▶ **ENTRIES PROVIDED**
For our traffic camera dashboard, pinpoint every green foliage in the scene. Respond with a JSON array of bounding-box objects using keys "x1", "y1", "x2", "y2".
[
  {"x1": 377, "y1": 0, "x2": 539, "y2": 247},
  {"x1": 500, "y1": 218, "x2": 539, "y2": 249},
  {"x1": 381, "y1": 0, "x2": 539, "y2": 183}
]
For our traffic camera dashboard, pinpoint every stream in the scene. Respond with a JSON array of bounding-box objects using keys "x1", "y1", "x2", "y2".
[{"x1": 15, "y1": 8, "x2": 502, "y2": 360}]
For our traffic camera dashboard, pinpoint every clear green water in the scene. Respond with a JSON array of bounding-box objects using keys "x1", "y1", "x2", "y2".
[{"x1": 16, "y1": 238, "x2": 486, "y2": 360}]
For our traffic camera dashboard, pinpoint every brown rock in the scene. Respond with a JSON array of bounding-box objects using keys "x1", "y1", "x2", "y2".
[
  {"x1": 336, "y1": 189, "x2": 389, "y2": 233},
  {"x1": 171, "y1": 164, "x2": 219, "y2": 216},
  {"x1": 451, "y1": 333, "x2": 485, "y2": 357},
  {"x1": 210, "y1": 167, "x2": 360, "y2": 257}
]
...
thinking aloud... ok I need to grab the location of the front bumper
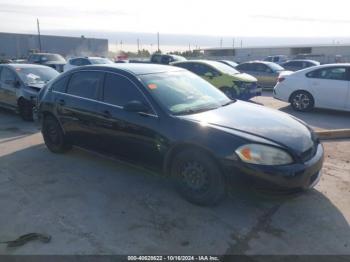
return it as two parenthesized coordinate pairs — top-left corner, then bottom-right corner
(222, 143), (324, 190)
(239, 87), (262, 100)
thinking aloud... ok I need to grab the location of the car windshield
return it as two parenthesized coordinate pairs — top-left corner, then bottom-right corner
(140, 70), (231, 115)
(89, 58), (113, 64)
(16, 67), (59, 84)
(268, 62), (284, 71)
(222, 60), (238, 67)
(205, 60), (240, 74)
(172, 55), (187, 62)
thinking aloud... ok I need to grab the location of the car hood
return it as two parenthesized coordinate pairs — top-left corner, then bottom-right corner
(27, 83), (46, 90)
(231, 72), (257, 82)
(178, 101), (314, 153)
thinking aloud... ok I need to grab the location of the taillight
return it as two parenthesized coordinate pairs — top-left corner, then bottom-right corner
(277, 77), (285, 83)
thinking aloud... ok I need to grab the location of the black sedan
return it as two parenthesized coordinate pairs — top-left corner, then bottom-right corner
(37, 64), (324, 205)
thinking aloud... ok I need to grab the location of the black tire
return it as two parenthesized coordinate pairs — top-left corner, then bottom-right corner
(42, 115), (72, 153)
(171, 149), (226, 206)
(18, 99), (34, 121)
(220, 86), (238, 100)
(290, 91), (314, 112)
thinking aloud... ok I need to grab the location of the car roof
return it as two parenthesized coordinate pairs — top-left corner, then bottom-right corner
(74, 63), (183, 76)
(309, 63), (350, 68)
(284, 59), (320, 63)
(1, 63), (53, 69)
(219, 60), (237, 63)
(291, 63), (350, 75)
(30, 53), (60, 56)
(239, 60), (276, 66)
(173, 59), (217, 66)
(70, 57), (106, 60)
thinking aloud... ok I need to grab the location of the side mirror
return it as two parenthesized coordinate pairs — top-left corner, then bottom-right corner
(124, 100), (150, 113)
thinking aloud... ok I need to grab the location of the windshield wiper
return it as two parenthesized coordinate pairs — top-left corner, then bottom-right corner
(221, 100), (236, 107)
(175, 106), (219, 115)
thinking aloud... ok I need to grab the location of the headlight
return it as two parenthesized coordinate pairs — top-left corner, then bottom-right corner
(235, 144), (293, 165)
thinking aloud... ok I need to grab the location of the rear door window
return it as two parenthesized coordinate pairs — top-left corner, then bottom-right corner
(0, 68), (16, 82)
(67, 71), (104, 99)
* * *
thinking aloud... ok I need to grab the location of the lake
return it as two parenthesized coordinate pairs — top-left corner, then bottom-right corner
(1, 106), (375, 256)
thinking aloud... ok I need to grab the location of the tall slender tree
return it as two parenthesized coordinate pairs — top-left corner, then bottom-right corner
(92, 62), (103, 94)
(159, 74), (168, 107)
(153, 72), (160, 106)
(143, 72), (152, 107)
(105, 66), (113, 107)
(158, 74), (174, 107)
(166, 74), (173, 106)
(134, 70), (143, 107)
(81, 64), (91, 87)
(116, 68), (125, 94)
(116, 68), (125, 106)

▶ **TASK DETAILS**
Look through the data and show every line containing "black".

▶ **ANSWER SPACE**
thinking aloud... ok I need to grab the location of the black sedan
thinking aloud... ok I need to grab the location of the black tire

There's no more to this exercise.